▶ SOURCE PASSAGE
----------

Groups Say It's 'High Time' For Fracking Industry to Fess Up on Toxins
'If oil and gas drilling and extraction is as safe as industry lobbyists say it is, they should be able to follow the same rules every other industry already does.'
A coalition of nine environmental and open-government groups sued the Environmental Protection Agency on Wednesday for its decades-long failure to require the oil and gas extraction industry to disclose the toxic chemicals released by fracking, natural gas processing, and related operations.
The lawsuit (pdf) follows a petition that the groups filed in October 2012, requesting that EPA require the oil and gas industry to disclose such pollution to the Toxics Release Inventory (TRI), a federal public pollution database established in 1986 to inform the public about the industrial release of carcinogenic chemicals (such as benzene) in the wake of the deadly 1984 Bhopal disaster in India, in which toxic gases from a chemical plant killed thousands of local residents. Entities such as oil refineries, petrochemical plants, power plants, and mining companies have had to comply with these 'right-to-know' rules for years—decades, in some cases.

----------

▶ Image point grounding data
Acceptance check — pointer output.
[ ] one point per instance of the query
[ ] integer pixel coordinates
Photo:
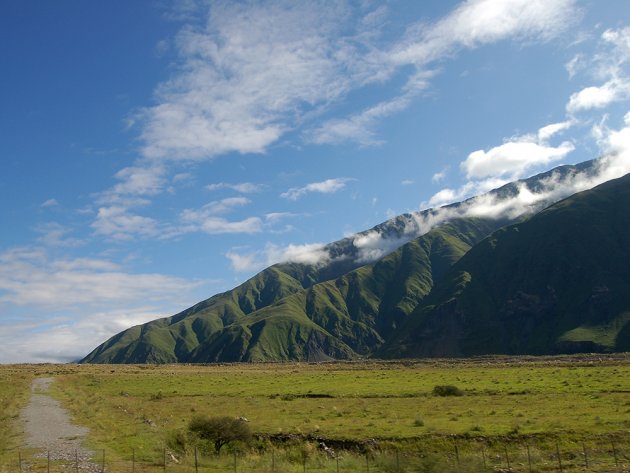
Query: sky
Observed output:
(154, 154)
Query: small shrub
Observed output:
(220, 430)
(447, 390)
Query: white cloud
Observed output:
(58, 309)
(310, 253)
(439, 176)
(546, 132)
(118, 223)
(50, 203)
(254, 71)
(66, 338)
(609, 66)
(478, 22)
(216, 207)
(513, 158)
(216, 225)
(329, 186)
(249, 73)
(206, 218)
(54, 234)
(275, 217)
(28, 277)
(243, 187)
(596, 96)
(359, 127)
(518, 155)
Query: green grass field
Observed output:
(141, 408)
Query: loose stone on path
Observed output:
(47, 427)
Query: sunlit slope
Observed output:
(273, 316)
(558, 282)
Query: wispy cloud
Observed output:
(243, 187)
(50, 203)
(29, 277)
(248, 73)
(473, 24)
(53, 234)
(329, 186)
(118, 223)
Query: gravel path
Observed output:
(47, 427)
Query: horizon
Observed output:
(155, 155)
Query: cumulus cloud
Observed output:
(50, 203)
(518, 155)
(609, 65)
(329, 186)
(598, 96)
(248, 261)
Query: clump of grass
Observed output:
(444, 390)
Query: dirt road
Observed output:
(48, 428)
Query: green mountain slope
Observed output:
(557, 282)
(283, 313)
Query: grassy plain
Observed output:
(518, 400)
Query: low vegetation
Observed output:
(378, 409)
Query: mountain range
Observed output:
(529, 268)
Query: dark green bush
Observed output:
(220, 430)
(447, 390)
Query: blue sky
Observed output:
(156, 153)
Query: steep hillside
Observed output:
(273, 317)
(339, 307)
(558, 282)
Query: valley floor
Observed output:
(551, 404)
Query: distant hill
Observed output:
(386, 299)
(558, 282)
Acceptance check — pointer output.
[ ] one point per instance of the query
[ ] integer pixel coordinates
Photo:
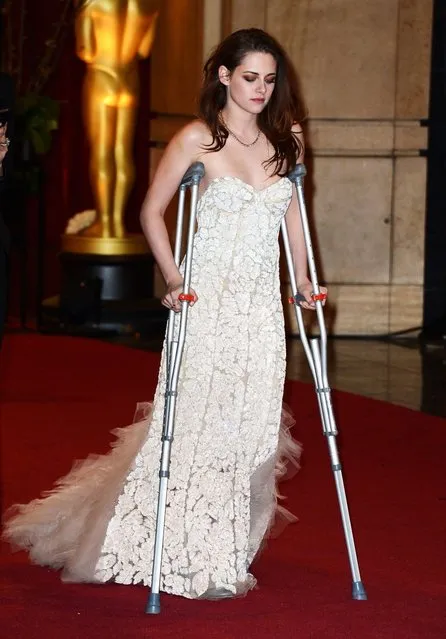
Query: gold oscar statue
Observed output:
(111, 37)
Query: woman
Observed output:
(99, 524)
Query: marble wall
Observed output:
(364, 72)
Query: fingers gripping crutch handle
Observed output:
(174, 353)
(193, 174)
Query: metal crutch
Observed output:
(174, 353)
(316, 352)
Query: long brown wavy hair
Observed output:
(280, 114)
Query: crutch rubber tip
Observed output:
(153, 604)
(359, 592)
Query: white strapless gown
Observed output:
(99, 521)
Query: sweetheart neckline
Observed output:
(234, 177)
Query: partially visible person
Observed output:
(6, 103)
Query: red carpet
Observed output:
(61, 396)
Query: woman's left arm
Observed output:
(297, 241)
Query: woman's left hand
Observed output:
(306, 289)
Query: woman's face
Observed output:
(251, 84)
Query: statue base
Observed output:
(104, 295)
(130, 244)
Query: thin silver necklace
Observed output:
(247, 144)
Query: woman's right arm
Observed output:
(180, 153)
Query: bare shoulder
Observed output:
(193, 136)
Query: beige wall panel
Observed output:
(352, 204)
(212, 25)
(177, 57)
(414, 52)
(344, 51)
(410, 137)
(409, 220)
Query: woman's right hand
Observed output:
(170, 299)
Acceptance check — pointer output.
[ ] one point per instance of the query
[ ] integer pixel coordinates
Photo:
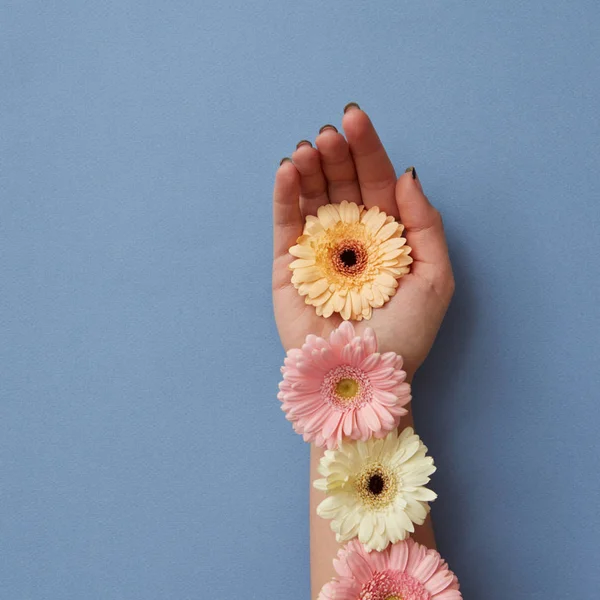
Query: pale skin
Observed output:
(355, 167)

----------

▶ TRY IT
Answer these questions from the fracking lawsuit article:
(a) How many groups make up the coalition that sued the Environmental Protection Agency?
(b) When did the groups file their petition asking the EPA to require disclosure?
(c) In what year was the Toxics Release Inventory established?

▶ TASK RESULT
(a) The coalition is made up of nine environmental and open-government groups.
(b) The groups filed their petition in October 2012.
(c) The Toxics Release Inventory was established in 1986.